» WHAT IS BEING ASKED: Filter the listing below and copy each line that contains the word "frame", treating uppercase and lowercase letters as different.

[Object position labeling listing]
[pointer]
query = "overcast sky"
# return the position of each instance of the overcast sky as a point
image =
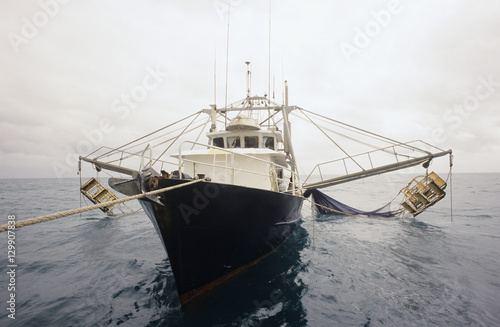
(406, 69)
---
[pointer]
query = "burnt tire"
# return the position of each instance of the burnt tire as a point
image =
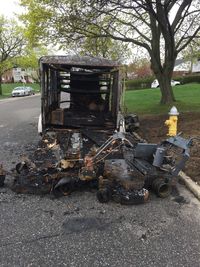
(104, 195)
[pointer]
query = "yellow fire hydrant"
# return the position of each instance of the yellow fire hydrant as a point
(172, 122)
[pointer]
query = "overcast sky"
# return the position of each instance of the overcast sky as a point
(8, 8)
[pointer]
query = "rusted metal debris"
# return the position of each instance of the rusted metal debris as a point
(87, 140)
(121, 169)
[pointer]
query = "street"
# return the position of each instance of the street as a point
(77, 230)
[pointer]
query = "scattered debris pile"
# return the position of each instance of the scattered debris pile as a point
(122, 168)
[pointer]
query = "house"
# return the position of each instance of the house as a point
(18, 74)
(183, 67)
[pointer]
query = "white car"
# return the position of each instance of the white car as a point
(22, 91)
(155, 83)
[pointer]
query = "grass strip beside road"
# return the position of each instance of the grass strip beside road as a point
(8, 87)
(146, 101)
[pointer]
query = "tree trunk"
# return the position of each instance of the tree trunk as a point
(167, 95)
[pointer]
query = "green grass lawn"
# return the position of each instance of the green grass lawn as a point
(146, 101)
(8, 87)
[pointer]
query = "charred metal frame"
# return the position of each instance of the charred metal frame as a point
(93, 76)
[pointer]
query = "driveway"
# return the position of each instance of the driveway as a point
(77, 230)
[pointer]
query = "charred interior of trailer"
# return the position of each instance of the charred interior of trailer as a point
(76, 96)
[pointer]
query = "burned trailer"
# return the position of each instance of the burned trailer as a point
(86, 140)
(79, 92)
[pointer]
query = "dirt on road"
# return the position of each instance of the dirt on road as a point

» RESPONSE TO THIS TASK:
query = "charred metal frame"
# return the position of each instance of the charred metal frame as a point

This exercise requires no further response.